(Dataset items about object locations)
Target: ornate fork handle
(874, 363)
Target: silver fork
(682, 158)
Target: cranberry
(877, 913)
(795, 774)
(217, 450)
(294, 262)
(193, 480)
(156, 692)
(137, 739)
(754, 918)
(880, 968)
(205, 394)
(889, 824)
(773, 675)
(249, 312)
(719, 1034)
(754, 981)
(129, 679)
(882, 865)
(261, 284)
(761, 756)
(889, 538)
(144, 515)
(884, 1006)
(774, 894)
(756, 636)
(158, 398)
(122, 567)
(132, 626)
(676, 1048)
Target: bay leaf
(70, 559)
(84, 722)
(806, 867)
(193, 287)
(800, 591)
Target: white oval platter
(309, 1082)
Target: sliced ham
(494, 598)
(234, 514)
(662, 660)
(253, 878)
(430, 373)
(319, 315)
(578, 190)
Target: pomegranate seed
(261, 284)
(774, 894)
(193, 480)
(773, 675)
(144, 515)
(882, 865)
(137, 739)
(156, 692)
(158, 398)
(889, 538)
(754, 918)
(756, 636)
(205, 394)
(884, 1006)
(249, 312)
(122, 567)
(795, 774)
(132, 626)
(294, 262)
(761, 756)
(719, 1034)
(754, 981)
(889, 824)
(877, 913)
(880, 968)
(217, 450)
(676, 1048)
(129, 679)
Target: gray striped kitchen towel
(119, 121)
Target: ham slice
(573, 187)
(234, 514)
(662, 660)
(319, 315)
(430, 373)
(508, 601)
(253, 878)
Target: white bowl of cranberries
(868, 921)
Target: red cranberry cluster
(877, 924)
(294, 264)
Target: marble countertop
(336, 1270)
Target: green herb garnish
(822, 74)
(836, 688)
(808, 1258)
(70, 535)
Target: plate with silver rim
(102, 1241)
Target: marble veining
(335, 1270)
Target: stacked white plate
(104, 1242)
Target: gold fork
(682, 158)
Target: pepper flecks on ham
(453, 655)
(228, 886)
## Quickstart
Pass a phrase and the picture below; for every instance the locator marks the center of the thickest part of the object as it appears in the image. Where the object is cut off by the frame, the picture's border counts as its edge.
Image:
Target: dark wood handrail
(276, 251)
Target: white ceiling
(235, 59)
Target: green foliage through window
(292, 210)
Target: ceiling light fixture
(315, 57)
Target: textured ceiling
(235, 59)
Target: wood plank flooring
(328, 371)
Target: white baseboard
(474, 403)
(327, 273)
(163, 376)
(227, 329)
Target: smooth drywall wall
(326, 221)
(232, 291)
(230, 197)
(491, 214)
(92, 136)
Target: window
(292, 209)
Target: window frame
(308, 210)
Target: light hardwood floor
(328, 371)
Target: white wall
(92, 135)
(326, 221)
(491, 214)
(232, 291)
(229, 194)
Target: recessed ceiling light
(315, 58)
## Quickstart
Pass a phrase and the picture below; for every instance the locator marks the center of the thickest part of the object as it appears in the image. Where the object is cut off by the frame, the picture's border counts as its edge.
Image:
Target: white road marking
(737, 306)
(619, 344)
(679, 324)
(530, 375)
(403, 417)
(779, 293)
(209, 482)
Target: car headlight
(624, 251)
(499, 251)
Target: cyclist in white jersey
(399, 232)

▶ **STATED GOAL**:
Format all the items above as a two-column CSV with the header columns "prompt" and "location", one row per item, putting its text and its answer each in a single quoted field with any line breaks replaced by spaces.

▶ **FINISHED EXERCISE**:
prompt,location
"Target: ornate fork handle","(874, 363)"
"Target: silver fork","(682, 158)"
"Target: cranberry","(877, 913) (795, 774) (217, 450) (294, 262) (193, 480) (156, 692) (137, 739) (754, 918) (880, 968) (205, 394) (889, 824) (773, 675) (249, 312) (719, 1034) (754, 981) (129, 679) (882, 865) (261, 284) (761, 756) (889, 538) (144, 515) (884, 1006) (774, 894) (756, 636) (158, 398) (122, 567) (132, 626) (676, 1048)"
"Target: bay leaf","(70, 559) (84, 722) (806, 867) (193, 287) (800, 591)"
"Target: white oval platter","(309, 1082)"
"Target: sliced ham","(494, 598) (234, 514) (662, 660) (253, 878) (430, 373) (319, 315) (578, 190)"
"Target: pomegranate seed","(261, 284) (774, 894) (193, 480) (773, 675) (144, 515) (882, 865) (137, 739) (156, 692) (158, 398) (889, 538) (754, 918) (756, 636) (205, 394) (884, 1006) (249, 312) (122, 567) (795, 774) (132, 626) (294, 262) (761, 756) (719, 1034) (754, 981) (889, 824) (877, 913) (880, 968) (217, 450) (676, 1048) (129, 679)"
"Target: gray striped kitchen towel","(119, 121)"
"Target: ham slice","(573, 187) (234, 514) (662, 660) (319, 315) (430, 373) (508, 601) (253, 878)"
"Target: white bowl of cranberries","(868, 921)"
"Target: red cranberry cluster","(877, 924) (294, 264)"
"Target: marble countertop","(336, 1270)"
"Target: green herb garnish","(822, 74) (836, 688) (808, 1258) (70, 535)"
"Target: plate with silver rim","(102, 1241)"
"Target: marble veining","(335, 1270)"
"Target: stacked white plate","(104, 1242)"
"Target: gold fork","(682, 158)"
"Target: pepper flecks on ham","(453, 655) (228, 886)"
"## Quickstart Pass a phrase and the picture below; for every instance the locator marks the center of the thickest part of the object as it appears in the image. Where the object is cut off by the frame, the picture's border counts as its edge. Image: Target: dark wood handrail","(276, 251)"
"Target: white ceiling","(235, 59)"
"Target: green foliage through window","(292, 210)"
"Target: ceiling light fixture","(315, 57)"
"Target: textured ceiling","(235, 59)"
"Target: wood plank flooring","(328, 371)"
"Target: white baseboard","(474, 403) (327, 273) (163, 376) (227, 329)"
"Target: smooth drywall wall","(326, 221) (232, 291) (230, 197) (491, 214) (92, 136)"
"Target: window","(292, 209)"
"Target: window frame","(308, 210)"
"Target: light hardwood floor","(328, 371)"
"Target: white wall","(92, 135) (326, 221) (491, 214) (232, 291) (229, 194)"
"Target: recessed ceiling light","(315, 58)"
"## Quickstart Pass a phrase and the picture below; for every instance the locator marks the center of the thickest part of the object as it appears in the image. Where the object is cut off by the frame, the picture's border counts as its edge. Image: Target: white road marking","(737, 306) (619, 344) (679, 324) (530, 375) (403, 417) (779, 293) (209, 482)"
"Target: car headlight","(624, 251) (499, 251)"
"Target: cyclist in white jersey","(399, 232)"